## WHAT YOU NEED TO DO
Copy the sermon passage word for word, starting with "Fears & Dreams" and going on through "year ago. Enjoy.".

## EXCERPTED PASSAGE
================================

Fears & Dreams
To explain: A year ago I was asked to give the sermon at my church. I felt like this was a huge deal and I just came across it and feel like it still has the same meaning and message as a year ago. Enjoy.
Almost a week and a half ago I was asked to give the sermon today. I was thrilled and nervous at the same time and I figured I would find something to say that could help people… I figured. I brainstormed and researched and followed the writing process like none other. All the while I was ignoring what was really on my mind. I pushed away what I was dealing with in order to find something that I thought would be perceived as something better to talk about. Eventually I just came up with a crowd pleaser that would undoubtedly be relatable and would most likely help people, if only by comforting them. Then my insides took over, ashamed that I had chosen to sell-out, if you will, by not sharing my inner self with people who have supported me so much. I felt like I would be contradicting what I believed I should write about.

================================

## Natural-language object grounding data
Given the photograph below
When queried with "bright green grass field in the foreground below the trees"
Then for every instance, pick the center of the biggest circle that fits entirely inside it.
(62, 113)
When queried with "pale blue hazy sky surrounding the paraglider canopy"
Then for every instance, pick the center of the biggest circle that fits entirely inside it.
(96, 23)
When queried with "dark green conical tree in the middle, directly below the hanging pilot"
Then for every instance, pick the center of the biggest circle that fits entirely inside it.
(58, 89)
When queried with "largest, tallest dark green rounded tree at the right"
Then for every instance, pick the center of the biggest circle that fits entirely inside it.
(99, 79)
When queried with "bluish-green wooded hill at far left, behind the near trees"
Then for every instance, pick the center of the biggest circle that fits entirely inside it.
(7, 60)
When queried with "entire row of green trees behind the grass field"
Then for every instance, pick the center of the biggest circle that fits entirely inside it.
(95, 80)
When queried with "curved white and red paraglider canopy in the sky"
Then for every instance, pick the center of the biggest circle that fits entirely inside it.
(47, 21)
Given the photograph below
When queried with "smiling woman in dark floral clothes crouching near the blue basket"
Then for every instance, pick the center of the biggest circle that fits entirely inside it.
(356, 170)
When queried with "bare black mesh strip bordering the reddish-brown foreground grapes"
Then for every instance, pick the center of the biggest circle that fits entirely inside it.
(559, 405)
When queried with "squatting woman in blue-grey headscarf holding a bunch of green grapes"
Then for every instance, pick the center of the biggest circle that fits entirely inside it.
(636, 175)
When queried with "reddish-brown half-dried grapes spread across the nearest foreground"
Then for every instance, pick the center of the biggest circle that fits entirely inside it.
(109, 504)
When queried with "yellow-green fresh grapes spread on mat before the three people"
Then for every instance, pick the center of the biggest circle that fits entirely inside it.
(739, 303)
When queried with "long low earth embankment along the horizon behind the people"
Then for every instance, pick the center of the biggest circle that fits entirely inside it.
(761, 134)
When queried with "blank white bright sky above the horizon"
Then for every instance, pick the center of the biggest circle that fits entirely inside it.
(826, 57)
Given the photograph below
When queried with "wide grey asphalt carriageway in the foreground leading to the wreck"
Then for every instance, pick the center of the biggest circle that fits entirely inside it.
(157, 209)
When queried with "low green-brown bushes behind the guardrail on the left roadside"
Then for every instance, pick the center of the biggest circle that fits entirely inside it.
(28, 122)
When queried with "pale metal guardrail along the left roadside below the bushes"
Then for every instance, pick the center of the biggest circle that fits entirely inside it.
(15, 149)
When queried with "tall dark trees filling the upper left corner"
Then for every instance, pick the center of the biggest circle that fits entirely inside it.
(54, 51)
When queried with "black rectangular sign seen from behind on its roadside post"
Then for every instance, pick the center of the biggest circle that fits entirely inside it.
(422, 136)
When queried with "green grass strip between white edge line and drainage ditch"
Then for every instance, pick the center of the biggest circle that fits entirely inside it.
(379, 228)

================================

## ANSWER SPACE
Fears & Dreams
To explain: A year ago I was asked to give the sermon at my church. I felt like this was a huge deal and I just came across it and feel like it still has the same meaning and message as a year ago. Enjoy.